▶ **Задание**
Ответьте на вопросы по отрывку об Анчарове:
(а) Что, по словам Андрея Косинского, Мишка делал после разрыва с Джоей?
(б) Какую сумму назвала Сапожникову героиня в цитате из «Самшитового леса»?
(в) Как звали мать Анчарова и в каком году она умерла?

▶ **Текст для чтения**
Друзья вспоминали, что после Джои осталось много долгов, а Андрей Косинский приводит о многом говорящую деталь их отношений после разрыва: «Мишка ей деньги подсовывал под дверь…» И Гольдин в упомянутом письме честно передает слова Джои о том, кто есть кто в ее жизни: «Она сказала, что если дело дойдет до прыгать или не прыгать с поезда, то Мишка это “свой”, а я — бабушка надвое сказала…»
Из «Самшитового леса»:
«Сапожников тоже видел это в последний раз.
— Сколько тебе надо денег?
— Триста рублей, — сказала она наугад, — взаймы.
— Взаймы… — сказал Сапожников. — Не говори глупостей… Я попробую.
Потом Сапожников пришел домой и, чтобы ничего не слышать за стеной, включил радио. И тогда здесь, в комнате, он услышал японскую песенку о двух супругах, разлученных, которые умерли, и каждый год в какой-то праздник их души подходят к двум берегам Млечного Пути, и смотрят друг на друга через белую реку, и не могут встретиться никогда, — такая в Японии есть сказка».
В 1959 году умерла мать Анчарова Евгения Исаевна, в 1966-м — Джоя, в 1968 году умрет отец, Леонид Михайлович. В «Самшитовом лесе» есть короткий фрагмент, где Анчаров вспоминает о смертях этих самых близких ему людей в таких словах:
«Мать схоронили. Как и не было. Все разошлись. А Сапожников не мог понять, что мама умерла. И тогда не мог понять, и потом.
Пока мы про человека помним, он для нас живой. Вот когда забываем про кого-нибудь, то и живого как не было, умирает для нас этот человек, и в нас что-то умирает от этого, чтобы остальному в нас жить. Ужасно это все, конечно, но по-другому пока природа не придумала. Может, люди что придумают.
Вышел Сапожников из крематория, а уж перед дверьми другой автобус стоит, серый с черной полосой, другое горе очереди ждет и своего отпевания. Не знал тогда Сапожников, что в ближайшие несколько лет жена его умрет, проклятая и любимая, а потом и отец. Всех подберет серый автобус. Смерть, смерть, будь ты проклята!»

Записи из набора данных
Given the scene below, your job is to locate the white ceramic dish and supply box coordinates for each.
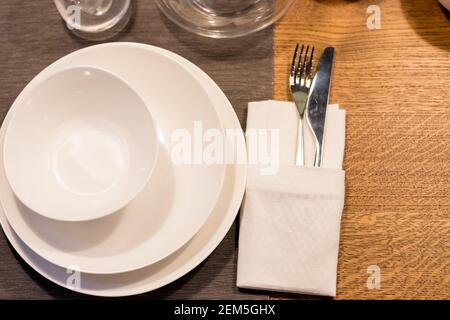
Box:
[0,45,225,274]
[3,66,159,221]
[0,43,246,297]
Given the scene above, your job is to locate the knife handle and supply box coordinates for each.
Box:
[314,142,323,167]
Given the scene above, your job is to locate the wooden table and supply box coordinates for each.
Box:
[0,0,450,299]
[274,0,450,299]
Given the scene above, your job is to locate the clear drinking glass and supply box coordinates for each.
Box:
[156,0,295,38]
[54,0,131,40]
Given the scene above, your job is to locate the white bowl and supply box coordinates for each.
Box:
[4,66,159,221]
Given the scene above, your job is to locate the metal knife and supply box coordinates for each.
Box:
[306,47,334,167]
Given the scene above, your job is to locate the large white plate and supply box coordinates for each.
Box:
[0,43,247,297]
[0,44,226,274]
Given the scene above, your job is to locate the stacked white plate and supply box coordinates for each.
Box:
[0,43,246,296]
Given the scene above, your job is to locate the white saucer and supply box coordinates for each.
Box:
[0,43,246,297]
[0,44,226,274]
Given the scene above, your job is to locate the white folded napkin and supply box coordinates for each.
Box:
[237,101,345,297]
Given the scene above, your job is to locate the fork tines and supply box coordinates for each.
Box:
[289,44,314,87]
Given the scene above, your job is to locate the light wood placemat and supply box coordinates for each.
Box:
[274,0,450,299]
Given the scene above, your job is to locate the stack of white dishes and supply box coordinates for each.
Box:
[0,43,246,296]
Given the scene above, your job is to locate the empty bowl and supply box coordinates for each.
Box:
[3,66,159,221]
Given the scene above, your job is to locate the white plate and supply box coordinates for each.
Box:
[3,66,159,222]
[0,44,225,274]
[0,43,247,297]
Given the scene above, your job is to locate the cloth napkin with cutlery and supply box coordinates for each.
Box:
[237,101,345,297]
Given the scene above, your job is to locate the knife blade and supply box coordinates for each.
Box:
[306,47,334,167]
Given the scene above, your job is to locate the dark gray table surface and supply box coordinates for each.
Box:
[0,0,273,299]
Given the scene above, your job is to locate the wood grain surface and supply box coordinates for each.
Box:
[0,0,273,299]
[274,0,450,299]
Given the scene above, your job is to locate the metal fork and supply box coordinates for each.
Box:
[289,44,314,166]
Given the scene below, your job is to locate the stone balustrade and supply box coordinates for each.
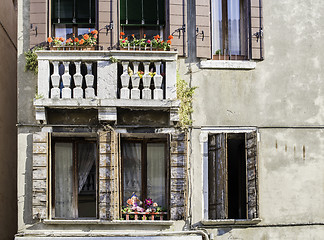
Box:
[34,50,179,121]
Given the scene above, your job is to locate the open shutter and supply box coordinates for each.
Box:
[98,0,119,49]
[99,130,119,220]
[166,0,187,56]
[245,131,258,219]
[250,0,264,60]
[33,132,50,219]
[170,132,187,220]
[196,0,212,58]
[29,0,47,47]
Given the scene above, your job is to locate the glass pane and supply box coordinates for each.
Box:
[212,0,223,55]
[52,0,74,23]
[55,143,75,218]
[77,142,97,218]
[122,142,142,205]
[75,0,95,23]
[147,143,166,207]
[55,24,73,39]
[227,0,241,55]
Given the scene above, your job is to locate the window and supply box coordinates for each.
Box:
[52,138,97,219]
[120,0,165,39]
[212,0,249,60]
[52,0,96,39]
[208,132,258,220]
[121,138,169,218]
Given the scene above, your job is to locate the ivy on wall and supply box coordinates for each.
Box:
[177,73,197,129]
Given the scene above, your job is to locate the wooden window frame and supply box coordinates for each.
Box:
[120,137,171,219]
[49,137,99,219]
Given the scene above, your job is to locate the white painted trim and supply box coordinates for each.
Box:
[200,60,256,70]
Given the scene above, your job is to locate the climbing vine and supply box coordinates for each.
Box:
[177,73,197,129]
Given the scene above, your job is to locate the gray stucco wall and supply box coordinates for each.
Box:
[0,0,17,239]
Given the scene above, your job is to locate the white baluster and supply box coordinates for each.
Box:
[153,62,163,99]
[85,63,95,98]
[51,61,61,98]
[62,62,72,98]
[142,62,152,99]
[120,62,130,99]
[73,62,83,98]
[131,62,141,99]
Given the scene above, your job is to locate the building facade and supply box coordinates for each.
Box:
[0,0,17,239]
[16,0,324,240]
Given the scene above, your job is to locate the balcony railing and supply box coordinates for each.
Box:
[34,50,179,123]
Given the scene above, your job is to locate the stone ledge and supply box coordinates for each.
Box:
[201,218,261,226]
[43,219,174,226]
[200,60,256,70]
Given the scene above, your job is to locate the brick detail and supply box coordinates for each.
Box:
[99,131,119,220]
[32,132,49,219]
[170,132,188,220]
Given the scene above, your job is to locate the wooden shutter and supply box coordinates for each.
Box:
[32,132,50,219]
[165,0,187,56]
[29,0,47,47]
[250,0,264,60]
[245,131,258,219]
[170,132,187,220]
[98,0,119,50]
[99,130,119,220]
[208,133,228,219]
[196,0,212,58]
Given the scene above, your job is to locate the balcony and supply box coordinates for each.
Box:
[34,50,179,123]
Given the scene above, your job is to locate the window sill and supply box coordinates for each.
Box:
[43,219,174,226]
[201,218,261,226]
[200,60,256,70]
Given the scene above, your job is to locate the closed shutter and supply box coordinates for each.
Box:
[99,130,119,220]
[32,132,50,219]
[196,0,211,58]
[29,0,47,47]
[170,132,188,220]
[250,0,264,60]
[98,0,119,49]
[166,0,187,56]
[245,131,258,219]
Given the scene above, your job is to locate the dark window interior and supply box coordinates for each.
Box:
[227,134,246,219]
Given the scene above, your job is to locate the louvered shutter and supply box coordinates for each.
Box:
[166,0,187,56]
[32,132,50,219]
[28,0,47,48]
[196,0,212,58]
[170,132,187,220]
[98,0,119,50]
[250,0,264,60]
[99,130,119,220]
[245,131,258,219]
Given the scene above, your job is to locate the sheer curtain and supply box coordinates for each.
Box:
[55,143,75,218]
[78,143,96,193]
[211,0,223,54]
[147,143,166,207]
[122,142,142,205]
[227,0,241,55]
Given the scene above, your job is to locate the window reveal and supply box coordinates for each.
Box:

▶ **Ответ ниже**
(а) Подсовывал ей деньги под дверь.
(б) Триста рублей взаймы.
(в) Евгения Исаевна, умерла в 1959 году.